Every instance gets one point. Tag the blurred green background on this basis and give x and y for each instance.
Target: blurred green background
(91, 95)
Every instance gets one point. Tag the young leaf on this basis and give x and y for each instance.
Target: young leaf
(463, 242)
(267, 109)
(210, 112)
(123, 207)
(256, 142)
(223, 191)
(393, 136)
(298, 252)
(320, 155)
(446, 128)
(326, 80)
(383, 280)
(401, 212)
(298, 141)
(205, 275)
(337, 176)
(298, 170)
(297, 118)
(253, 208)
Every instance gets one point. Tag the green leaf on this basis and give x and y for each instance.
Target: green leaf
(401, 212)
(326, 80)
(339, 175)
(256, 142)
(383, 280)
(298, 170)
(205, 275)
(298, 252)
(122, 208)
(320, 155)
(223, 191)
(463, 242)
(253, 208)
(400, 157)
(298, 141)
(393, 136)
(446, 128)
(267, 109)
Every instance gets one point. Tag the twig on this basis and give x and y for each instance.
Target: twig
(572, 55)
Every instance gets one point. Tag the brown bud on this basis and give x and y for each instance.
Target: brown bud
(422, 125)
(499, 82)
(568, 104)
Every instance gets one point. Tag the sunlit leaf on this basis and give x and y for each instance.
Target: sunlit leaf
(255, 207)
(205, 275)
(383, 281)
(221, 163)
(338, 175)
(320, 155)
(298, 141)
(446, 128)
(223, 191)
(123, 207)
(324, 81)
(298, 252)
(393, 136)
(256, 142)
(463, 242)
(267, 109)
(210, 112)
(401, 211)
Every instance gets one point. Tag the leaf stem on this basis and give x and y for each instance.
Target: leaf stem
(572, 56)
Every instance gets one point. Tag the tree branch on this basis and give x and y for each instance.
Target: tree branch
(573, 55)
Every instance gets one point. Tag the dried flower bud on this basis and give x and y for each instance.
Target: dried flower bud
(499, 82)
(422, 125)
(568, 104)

════

*Required action*.
Print the full listing again, word for word.

*Written response*.
Every instance gets one point. Tag the blurred green background on this basis and give x and y for each instance.
Target: blurred green background
(91, 95)
Every instance gets one point. Tag the young leaf on this basis and give x and y for each instance.
Target: young leaf
(463, 242)
(267, 109)
(210, 112)
(123, 207)
(256, 142)
(223, 191)
(393, 136)
(298, 252)
(320, 155)
(446, 128)
(326, 80)
(383, 280)
(401, 212)
(298, 141)
(205, 275)
(337, 176)
(298, 170)
(297, 118)
(253, 208)
Every instance gets one point. Tag the green leaf on this basis and give x and y for each instance.
Target: green leaf
(401, 212)
(326, 80)
(339, 175)
(256, 142)
(383, 280)
(298, 170)
(205, 275)
(298, 252)
(122, 208)
(320, 155)
(223, 191)
(463, 242)
(253, 208)
(400, 157)
(298, 141)
(393, 136)
(446, 128)
(267, 109)
Every instance gets one point. Tag the twig on this basis and give x and y for each instance.
Target: twig
(572, 55)
Every instance gets one point. Tag the brown bud on this basis and give x and y for each instance.
Target: brown bud
(422, 125)
(499, 82)
(568, 104)
Every instance gets one point. Tag the sunlit leaf on this basis and give x and y for each instance.
Target: sunlit leaf
(255, 207)
(205, 275)
(383, 281)
(221, 163)
(338, 175)
(320, 155)
(298, 141)
(446, 128)
(223, 191)
(123, 207)
(324, 81)
(298, 252)
(393, 136)
(256, 142)
(463, 242)
(267, 109)
(210, 112)
(401, 211)
Every instance gets one point. Tag the leaf stem on this basis and give x and y for each instance.
Target: leaf stem
(572, 56)
Every instance gets one point. Tag the tree branch on this basis and give x and y for each instance.
Target: tree branch
(573, 55)
Every instance gets one point. Tag the dried flower bud on this basis and give x and y for each instance.
Target: dried flower bud
(499, 82)
(422, 125)
(568, 104)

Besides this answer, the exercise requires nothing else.